PROMPT
Collect every line in the data below that contains the string "task", copying each such line in full.

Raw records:
════
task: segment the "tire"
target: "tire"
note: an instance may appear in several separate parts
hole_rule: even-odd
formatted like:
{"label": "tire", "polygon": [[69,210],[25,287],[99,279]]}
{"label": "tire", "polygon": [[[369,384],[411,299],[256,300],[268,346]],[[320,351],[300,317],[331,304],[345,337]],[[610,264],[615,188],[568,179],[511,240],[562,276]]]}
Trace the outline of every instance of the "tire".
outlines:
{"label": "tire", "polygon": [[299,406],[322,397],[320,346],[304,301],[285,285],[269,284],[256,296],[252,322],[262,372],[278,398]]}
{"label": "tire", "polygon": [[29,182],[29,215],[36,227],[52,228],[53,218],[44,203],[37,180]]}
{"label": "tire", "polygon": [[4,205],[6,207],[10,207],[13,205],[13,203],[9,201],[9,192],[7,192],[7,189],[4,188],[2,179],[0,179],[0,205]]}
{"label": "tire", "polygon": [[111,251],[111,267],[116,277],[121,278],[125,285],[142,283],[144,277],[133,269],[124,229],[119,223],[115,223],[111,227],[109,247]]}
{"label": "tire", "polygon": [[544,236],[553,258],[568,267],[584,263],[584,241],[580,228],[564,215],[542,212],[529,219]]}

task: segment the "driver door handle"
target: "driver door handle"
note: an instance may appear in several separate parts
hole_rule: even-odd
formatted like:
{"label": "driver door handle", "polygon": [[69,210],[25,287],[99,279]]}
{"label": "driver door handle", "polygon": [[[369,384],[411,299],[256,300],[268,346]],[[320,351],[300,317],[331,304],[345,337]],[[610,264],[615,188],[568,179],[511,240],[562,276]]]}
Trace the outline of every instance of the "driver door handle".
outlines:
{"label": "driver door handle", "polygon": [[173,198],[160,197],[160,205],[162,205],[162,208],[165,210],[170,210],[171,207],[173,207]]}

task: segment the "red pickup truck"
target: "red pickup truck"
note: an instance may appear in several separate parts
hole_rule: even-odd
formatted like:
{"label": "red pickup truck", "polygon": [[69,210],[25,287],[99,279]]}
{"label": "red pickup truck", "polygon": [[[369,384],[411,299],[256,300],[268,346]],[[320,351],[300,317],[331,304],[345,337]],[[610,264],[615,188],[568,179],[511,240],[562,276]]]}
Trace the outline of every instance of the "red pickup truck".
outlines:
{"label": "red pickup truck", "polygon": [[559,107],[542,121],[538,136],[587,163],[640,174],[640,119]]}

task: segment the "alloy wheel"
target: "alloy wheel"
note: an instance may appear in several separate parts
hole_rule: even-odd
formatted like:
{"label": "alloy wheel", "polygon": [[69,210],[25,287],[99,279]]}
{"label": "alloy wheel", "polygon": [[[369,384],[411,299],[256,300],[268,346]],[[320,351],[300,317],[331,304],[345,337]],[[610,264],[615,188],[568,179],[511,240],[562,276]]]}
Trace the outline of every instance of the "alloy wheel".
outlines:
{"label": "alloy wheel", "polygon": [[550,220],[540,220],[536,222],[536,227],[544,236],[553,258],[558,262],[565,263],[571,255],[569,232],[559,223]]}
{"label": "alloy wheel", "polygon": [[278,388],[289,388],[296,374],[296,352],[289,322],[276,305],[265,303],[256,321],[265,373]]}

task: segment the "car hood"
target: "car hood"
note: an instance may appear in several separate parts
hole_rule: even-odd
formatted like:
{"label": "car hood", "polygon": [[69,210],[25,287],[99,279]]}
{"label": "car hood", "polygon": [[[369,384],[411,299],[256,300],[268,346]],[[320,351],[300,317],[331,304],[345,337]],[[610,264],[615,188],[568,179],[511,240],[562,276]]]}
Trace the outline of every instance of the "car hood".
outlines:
════
EXERCISE OUTPUT
task: segment the "tire"
task: segment the "driver door handle"
task: segment the "red pickup truck"
task: segment the "alloy wheel"
task: segment the "car hood"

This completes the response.